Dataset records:
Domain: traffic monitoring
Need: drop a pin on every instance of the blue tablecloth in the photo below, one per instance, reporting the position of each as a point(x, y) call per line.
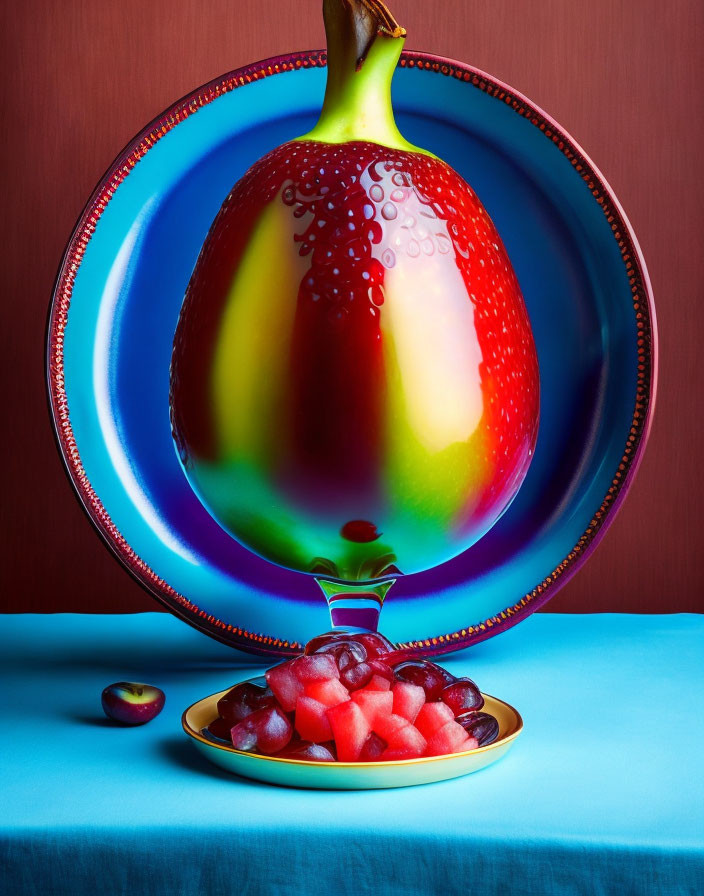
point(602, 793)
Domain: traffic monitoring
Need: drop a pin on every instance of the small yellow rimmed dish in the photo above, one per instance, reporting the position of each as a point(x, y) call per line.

*BRIEF*
Skip the pictures, then return the rest of the data exactly.

*RESULT OF THIS EXERCISE*
Domain: traffic monitoring
Need: drop a pin on every instance of the blue tablecloth in the photo below, one per instance, reporting the position of each as a point(x, y) call per line.
point(602, 793)
Domain: traffic monitoring
Need: drop a pin on every instance of the small yellow rimmed dish in the photo above, one per instance, reporting the position of each as a point(x, y) call per line.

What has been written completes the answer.